• Consignes de la tâche:
Mettez à jour ces lignes en remplaçant "Traced" par "Outlined" dans tous les items, sans rien modifier d'autre, s'il vous plaît. Laissez les images de côté dans votre réponse.

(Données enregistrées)
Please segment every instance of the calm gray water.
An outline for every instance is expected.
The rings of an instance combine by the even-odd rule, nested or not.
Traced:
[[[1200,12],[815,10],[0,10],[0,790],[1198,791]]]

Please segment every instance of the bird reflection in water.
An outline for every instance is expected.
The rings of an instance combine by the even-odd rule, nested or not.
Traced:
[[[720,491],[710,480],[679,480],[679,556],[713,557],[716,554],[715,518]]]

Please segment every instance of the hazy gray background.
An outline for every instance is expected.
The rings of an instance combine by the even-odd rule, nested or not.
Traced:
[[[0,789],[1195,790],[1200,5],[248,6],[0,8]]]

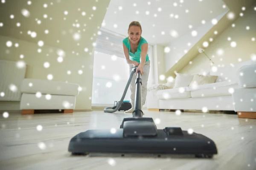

• Solution complète:
Please segment every instance of the calm gray water.
An outline for every instance is expected.
The rings of an instance combine by the even-odd rule, nested or not.
Outlined:
[[[1200,12],[815,10],[0,10],[0,790],[1198,791]]]

Please segment every instance of the bird reflection in water.
An outline for every instance is expected.
The rings of an instance combine by the even-odd rule, nested or not.
Outlined:
[[[720,491],[710,480],[679,480],[679,556],[713,557],[716,554],[715,518]]]

Please segment every instance of the hazy gray background.
An outline for every instance is expected.
The rings of an instance combine by the even-odd rule, nested or not.
Outlined:
[[[0,789],[1195,790],[1200,5],[248,6],[0,8]]]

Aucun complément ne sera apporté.